▸ Brief
Quote every line of the listing below word for word, with no changes.

++++ Stored data ++++

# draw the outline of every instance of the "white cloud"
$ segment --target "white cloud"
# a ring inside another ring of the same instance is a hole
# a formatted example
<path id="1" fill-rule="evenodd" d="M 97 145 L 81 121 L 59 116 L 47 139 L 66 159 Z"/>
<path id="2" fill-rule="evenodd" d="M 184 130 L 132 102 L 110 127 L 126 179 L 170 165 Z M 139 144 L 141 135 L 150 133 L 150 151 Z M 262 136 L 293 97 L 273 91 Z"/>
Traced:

++++

▸ Exercise output
# draw the outline of every instance of the "white cloud"
$ segment --target "white cloud"
# a ring inside another ring of the same instance is a hole
# a formatted example
<path id="1" fill-rule="evenodd" d="M 97 145 L 81 121 L 59 116 L 47 139 L 66 159 Z"/>
<path id="2" fill-rule="evenodd" d="M 184 130 L 132 102 L 110 127 L 126 179 L 170 165 Z M 139 144 L 141 135 L 150 133 L 150 151 Z M 262 136 L 293 97 L 273 91 Z"/>
Traced:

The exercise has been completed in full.